GOAL OF THE EXERCISE.
Please write out exactly the lines of the data below from the line holding "For every instance of the yellow" through the line holding "For every instance of the apartment", and leave out the rest.

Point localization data
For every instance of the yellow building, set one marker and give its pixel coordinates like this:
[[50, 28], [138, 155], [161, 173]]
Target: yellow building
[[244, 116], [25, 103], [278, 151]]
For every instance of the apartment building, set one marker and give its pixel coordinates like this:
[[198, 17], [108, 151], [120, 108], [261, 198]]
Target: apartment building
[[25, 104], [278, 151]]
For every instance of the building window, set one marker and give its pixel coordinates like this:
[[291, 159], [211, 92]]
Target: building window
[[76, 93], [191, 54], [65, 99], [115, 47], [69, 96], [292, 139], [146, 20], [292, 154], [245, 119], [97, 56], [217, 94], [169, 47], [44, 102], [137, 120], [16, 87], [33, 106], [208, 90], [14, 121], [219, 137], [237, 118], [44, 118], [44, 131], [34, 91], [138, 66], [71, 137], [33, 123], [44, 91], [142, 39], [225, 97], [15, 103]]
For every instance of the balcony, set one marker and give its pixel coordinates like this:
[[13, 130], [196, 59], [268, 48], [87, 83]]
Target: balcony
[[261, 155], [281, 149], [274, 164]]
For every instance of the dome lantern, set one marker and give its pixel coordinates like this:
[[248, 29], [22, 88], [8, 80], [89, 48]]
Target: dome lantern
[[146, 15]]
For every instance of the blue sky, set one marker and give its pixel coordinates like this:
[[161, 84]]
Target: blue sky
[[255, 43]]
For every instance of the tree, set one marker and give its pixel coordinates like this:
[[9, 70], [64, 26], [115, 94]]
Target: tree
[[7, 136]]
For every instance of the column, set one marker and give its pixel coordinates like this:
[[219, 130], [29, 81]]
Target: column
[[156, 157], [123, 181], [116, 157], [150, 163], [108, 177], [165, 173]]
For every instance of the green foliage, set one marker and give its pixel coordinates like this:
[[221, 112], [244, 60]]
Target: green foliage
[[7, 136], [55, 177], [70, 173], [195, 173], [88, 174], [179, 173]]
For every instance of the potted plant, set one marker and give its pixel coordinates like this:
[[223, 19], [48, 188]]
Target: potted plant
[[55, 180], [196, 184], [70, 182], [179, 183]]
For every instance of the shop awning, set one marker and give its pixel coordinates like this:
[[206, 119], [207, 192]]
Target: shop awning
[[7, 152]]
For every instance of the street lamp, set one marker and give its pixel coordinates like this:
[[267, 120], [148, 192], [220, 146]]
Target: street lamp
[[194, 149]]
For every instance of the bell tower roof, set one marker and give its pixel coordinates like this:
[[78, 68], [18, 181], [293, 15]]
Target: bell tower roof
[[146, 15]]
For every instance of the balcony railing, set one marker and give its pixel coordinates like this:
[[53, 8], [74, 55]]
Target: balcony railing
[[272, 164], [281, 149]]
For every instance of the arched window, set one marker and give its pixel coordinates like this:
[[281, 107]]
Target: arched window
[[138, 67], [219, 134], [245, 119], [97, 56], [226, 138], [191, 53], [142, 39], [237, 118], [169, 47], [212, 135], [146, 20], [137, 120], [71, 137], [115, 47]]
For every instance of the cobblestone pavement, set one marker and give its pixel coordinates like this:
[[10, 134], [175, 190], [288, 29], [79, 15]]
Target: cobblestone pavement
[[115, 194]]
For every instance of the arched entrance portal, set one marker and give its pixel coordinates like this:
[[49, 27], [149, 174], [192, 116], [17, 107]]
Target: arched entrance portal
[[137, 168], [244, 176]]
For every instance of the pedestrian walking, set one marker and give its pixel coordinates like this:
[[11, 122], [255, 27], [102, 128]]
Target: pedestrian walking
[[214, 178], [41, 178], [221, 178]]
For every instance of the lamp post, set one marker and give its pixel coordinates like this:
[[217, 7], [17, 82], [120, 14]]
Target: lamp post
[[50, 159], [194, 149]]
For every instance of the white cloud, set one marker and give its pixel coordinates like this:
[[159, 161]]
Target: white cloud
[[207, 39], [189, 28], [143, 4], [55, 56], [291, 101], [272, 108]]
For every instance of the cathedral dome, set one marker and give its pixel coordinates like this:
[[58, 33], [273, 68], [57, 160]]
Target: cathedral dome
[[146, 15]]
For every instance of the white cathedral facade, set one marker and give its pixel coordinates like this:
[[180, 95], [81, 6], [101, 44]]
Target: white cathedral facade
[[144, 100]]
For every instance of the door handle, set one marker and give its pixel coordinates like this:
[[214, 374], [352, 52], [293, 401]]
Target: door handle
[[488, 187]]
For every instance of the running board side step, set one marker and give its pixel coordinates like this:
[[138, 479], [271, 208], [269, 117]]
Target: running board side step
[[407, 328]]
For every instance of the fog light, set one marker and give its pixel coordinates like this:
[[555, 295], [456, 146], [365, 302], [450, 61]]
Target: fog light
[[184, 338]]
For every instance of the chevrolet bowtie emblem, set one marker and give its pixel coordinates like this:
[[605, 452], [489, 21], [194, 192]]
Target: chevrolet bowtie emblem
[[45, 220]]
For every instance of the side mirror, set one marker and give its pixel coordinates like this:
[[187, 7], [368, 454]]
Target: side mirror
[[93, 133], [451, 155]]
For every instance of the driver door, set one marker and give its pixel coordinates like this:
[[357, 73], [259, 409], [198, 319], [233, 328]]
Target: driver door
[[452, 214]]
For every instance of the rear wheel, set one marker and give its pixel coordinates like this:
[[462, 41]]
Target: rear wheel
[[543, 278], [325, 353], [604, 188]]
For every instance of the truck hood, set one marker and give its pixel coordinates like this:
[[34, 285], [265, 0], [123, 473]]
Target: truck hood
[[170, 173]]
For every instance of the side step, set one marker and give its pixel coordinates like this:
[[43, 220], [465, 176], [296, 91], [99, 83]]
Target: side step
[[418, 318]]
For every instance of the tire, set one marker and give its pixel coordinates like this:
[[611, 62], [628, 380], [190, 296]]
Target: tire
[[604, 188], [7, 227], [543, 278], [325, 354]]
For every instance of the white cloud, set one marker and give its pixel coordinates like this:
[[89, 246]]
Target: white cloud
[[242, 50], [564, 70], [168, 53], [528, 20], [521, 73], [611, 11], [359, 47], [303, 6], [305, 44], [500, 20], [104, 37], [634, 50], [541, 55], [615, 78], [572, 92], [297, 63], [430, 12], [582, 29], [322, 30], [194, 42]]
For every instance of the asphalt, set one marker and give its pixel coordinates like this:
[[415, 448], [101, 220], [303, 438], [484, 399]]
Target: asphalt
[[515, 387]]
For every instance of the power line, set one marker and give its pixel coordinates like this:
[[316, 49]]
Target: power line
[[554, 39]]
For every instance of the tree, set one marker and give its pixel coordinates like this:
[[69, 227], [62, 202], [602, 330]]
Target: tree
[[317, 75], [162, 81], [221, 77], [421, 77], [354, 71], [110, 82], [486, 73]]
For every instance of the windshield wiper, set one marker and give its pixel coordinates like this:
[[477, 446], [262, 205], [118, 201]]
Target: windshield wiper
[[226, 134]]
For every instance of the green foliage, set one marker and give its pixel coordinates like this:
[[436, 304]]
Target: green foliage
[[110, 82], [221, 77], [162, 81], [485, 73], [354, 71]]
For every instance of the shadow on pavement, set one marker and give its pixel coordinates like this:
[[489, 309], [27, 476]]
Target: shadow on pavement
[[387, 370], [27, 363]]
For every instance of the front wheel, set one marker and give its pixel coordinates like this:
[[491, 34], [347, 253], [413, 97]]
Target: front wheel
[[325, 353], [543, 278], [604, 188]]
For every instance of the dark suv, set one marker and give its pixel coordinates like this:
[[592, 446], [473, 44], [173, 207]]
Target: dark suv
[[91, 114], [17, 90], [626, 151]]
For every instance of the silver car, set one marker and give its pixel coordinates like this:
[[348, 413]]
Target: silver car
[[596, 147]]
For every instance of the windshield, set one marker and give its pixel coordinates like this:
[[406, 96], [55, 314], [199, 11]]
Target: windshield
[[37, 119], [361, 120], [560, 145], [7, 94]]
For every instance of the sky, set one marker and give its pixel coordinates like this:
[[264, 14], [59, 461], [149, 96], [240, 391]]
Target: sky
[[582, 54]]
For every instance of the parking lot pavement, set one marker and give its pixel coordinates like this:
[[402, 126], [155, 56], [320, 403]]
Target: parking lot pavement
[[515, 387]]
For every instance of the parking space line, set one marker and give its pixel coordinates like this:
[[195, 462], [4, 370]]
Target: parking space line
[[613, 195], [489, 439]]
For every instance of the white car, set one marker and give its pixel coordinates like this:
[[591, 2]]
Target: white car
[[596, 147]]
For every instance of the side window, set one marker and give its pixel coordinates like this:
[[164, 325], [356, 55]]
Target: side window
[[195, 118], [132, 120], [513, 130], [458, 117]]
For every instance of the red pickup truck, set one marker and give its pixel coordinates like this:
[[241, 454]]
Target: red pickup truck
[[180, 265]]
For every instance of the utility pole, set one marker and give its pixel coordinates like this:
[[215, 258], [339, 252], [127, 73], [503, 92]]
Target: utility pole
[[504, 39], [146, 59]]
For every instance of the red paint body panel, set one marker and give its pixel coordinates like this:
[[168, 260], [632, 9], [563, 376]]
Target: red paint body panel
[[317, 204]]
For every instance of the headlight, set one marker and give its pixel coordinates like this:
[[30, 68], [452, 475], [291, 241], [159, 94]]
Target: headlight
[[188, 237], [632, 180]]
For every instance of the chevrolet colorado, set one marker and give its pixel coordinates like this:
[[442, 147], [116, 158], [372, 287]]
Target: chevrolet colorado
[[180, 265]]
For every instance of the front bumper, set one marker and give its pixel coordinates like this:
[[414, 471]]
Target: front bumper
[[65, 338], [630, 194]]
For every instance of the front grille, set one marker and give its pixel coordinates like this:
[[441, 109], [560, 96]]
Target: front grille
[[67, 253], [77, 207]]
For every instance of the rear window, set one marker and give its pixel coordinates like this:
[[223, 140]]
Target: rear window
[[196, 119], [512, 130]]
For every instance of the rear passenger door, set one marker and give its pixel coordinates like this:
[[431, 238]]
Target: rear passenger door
---
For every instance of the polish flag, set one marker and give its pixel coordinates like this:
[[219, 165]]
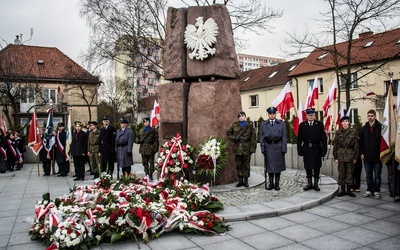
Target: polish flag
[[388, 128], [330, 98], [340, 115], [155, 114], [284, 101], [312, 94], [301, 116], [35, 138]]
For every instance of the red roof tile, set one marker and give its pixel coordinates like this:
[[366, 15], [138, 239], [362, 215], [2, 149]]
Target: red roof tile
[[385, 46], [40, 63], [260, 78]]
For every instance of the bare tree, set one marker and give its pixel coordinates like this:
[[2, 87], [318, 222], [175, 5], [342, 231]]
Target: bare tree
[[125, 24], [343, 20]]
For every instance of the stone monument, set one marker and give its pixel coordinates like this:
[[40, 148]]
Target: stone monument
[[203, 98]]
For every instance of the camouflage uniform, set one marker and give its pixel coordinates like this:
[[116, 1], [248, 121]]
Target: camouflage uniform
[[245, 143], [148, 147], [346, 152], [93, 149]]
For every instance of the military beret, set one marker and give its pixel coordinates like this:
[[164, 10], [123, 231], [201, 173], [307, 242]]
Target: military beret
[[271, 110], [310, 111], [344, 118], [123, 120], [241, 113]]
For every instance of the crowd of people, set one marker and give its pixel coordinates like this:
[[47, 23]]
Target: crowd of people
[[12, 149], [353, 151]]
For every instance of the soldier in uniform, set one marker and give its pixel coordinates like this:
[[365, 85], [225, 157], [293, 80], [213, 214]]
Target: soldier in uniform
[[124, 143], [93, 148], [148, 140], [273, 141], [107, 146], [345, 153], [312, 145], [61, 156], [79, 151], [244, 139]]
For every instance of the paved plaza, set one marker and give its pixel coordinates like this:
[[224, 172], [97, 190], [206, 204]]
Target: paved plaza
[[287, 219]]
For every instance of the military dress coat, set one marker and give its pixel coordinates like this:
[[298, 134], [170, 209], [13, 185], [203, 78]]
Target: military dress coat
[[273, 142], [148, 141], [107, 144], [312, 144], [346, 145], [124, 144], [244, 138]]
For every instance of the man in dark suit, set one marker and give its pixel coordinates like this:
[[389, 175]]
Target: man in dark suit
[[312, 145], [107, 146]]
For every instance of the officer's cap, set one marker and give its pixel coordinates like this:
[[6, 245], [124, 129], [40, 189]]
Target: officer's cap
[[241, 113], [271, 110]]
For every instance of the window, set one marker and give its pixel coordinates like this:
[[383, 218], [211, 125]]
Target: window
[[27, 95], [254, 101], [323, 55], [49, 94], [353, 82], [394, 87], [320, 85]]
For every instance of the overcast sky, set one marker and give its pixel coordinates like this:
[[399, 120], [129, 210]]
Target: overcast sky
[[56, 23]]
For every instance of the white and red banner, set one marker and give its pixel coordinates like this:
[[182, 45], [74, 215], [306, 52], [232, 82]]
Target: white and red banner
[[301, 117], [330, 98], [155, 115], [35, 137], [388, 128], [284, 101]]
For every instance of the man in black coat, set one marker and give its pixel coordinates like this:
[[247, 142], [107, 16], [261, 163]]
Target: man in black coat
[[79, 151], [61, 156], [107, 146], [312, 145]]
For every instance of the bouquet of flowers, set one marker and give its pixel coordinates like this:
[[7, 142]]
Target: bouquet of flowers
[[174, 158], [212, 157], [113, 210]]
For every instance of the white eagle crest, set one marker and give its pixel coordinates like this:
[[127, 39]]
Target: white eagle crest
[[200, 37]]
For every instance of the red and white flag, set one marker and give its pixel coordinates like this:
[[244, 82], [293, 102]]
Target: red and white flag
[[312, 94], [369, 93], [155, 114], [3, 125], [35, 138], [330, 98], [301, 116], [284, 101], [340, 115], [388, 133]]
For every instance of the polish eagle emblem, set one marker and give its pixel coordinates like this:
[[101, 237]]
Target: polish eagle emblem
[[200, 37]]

SOLUTION TO THIS PROBLEM.
For every instance of the yellow building, set one marker and give its pixel coordinates like this:
[[50, 28], [138, 155], [161, 173]]
Target: yellow building
[[244, 116], [25, 103], [278, 151]]
For every instance of the apartment building, set one marker and give its pixel coordinates like this:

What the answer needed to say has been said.